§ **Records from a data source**
+-------+
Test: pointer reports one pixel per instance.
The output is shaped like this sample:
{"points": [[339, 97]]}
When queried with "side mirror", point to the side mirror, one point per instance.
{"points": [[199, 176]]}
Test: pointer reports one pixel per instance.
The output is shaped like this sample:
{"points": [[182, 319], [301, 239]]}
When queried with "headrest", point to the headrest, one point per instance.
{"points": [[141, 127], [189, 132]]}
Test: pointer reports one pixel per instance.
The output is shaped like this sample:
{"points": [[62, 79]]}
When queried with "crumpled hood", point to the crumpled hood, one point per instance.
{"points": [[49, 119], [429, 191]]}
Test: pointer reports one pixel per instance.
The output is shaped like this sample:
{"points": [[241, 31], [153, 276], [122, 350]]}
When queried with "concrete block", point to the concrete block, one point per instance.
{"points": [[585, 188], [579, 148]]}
+-------+
§ **Work task**
Repeat, exactly and in full, the records shown above.

§ **Exercise result**
Test: pointer reports one pixel per instance.
The output is shaped like this sample:
{"points": [[339, 97]]}
When queried with "side mirror", point to the side mirror, one point per instance.
{"points": [[199, 176]]}
Test: pointer reports one pixel per instance.
The output is shaped like this sample:
{"points": [[182, 319], [301, 239]]}
When queried with "headrest", point to the headrest, one point per instance.
{"points": [[141, 127], [189, 132]]}
Test: pointer reports one pixel per instance.
The output is shaped like this sample:
{"points": [[62, 79]]}
When queried with "crumpled hood", point to the crumpled hood, one point per instance.
{"points": [[49, 119], [429, 191]]}
Test: pointer reports one pixel per instance.
The output is shaped like this sample:
{"points": [[241, 31], [153, 276], [122, 350]]}
When queried with "concrete block", point to the concrete block, one point per instance.
{"points": [[585, 188], [579, 148]]}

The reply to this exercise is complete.